Given task - Without the pictures, repeat the listing character for character.

Point labeling examples:
________

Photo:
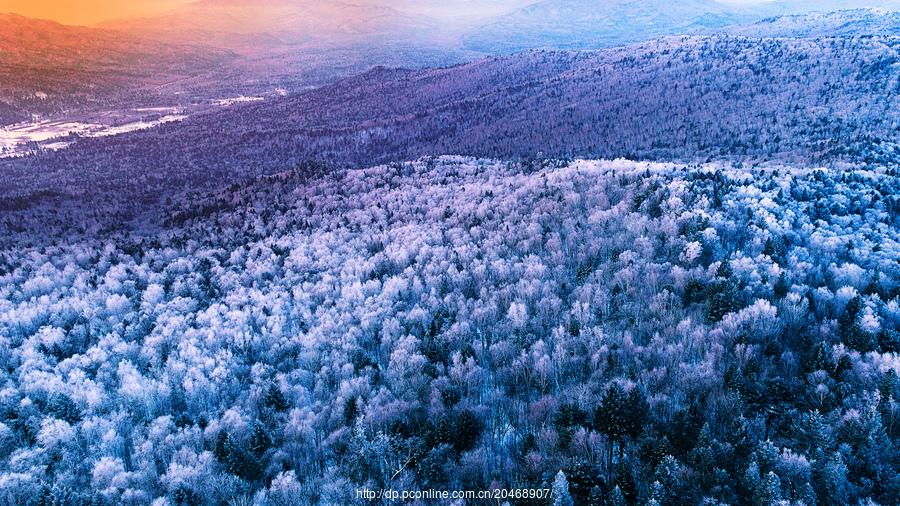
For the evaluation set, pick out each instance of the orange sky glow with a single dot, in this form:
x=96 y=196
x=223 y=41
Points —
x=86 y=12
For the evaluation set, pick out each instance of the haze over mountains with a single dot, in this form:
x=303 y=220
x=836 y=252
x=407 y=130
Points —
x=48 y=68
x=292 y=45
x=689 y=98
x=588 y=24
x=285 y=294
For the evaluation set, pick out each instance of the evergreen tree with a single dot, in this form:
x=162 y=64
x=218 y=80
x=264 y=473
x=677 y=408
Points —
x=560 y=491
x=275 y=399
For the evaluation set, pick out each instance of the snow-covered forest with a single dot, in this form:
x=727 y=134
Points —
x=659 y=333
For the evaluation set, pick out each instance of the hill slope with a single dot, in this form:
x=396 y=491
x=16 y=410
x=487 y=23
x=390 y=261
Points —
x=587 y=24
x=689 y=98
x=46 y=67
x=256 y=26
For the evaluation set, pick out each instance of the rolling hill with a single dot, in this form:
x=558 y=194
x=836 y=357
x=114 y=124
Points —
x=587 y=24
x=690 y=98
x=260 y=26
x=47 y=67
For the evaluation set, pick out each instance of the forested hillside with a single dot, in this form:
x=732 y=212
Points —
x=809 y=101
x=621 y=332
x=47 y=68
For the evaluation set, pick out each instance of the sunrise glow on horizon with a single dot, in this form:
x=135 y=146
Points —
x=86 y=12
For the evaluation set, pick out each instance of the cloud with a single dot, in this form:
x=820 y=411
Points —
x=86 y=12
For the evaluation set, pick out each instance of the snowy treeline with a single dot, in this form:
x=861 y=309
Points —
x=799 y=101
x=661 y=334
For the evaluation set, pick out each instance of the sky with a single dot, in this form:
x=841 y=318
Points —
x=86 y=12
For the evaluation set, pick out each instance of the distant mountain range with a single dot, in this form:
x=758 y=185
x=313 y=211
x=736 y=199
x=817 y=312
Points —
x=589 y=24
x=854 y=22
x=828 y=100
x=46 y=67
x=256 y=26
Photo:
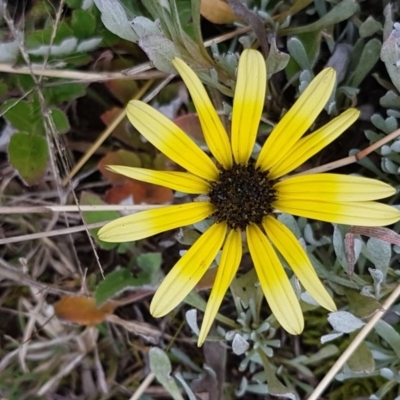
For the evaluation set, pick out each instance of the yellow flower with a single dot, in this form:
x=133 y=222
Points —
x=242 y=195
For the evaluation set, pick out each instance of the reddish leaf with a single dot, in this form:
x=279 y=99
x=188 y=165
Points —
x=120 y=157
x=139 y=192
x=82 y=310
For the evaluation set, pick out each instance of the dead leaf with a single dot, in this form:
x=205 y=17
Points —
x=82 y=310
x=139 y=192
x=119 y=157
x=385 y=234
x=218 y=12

________

Exercise solution -
Photo:
For the evaluation set, pick out each instance of the orange sky glow with a single dot, in this form:
x=96 y=196
x=223 y=41
Points —
x=86 y=12
For the evaluation set, pick out each instance of the haze over mountains with a single dot, in this form:
x=303 y=220
x=836 y=252
x=407 y=130
Points —
x=48 y=68
x=292 y=45
x=689 y=98
x=588 y=24
x=285 y=294
For the evaluation set, pick out each instance of the evergreen tree with a single dot, in this form:
x=162 y=64
x=218 y=80
x=264 y=473
x=677 y=408
Points —
x=560 y=491
x=275 y=399
For the evaluation set, pick out each instance of the snow-covered forest with a single dot, in this form:
x=727 y=134
Points —
x=659 y=333
For the evaluation set, pick out each instance of the hill slope with a single dot, in this form:
x=396 y=491
x=16 y=410
x=487 y=23
x=390 y=261
Points —
x=587 y=24
x=689 y=98
x=46 y=67
x=256 y=26
For the evaluation set, pick out each instance of the rolling hill with a single dot, in this form:
x=558 y=194
x=836 y=357
x=114 y=124
Points —
x=587 y=24
x=690 y=98
x=260 y=26
x=47 y=67
For the evaluation set, pick out each instance of the forested hillside with a single dot, in this form:
x=732 y=212
Points —
x=809 y=101
x=621 y=332
x=47 y=68
For the evaluation set, pick out each instance of the sunrise glow on horizon with a single dot, in this form:
x=135 y=146
Points —
x=86 y=12
For the evaluation set, pick out each instance of the cloud with a single dot, in this form:
x=820 y=411
Points —
x=86 y=12
For the evaluation set, pick out each instance of the snowy treeline with a single dot, in this form:
x=861 y=309
Points —
x=799 y=101
x=661 y=334
For the evaluation set, pick out each instance of the sky with a single dot, in this form:
x=841 y=318
Points —
x=86 y=12
For the evaluation set, pick out each instance of the distant mountain range with a single dot, in this form:
x=758 y=185
x=313 y=211
x=736 y=199
x=817 y=312
Points —
x=589 y=24
x=854 y=22
x=828 y=100
x=46 y=67
x=256 y=26
Photo:
For the evaluation set, pick out each instance of the yellow flower with a single dot, in this form:
x=133 y=222
Points —
x=242 y=195
For the evaluation set, pick out each instance of the reddish leaf with a single dot, in this form:
x=279 y=99
x=188 y=165
Points —
x=120 y=157
x=139 y=192
x=82 y=310
For the evaluation set, pick out each instance of the dead leaf with a single dot, in this form:
x=205 y=17
Points —
x=82 y=310
x=139 y=192
x=119 y=157
x=385 y=234
x=218 y=12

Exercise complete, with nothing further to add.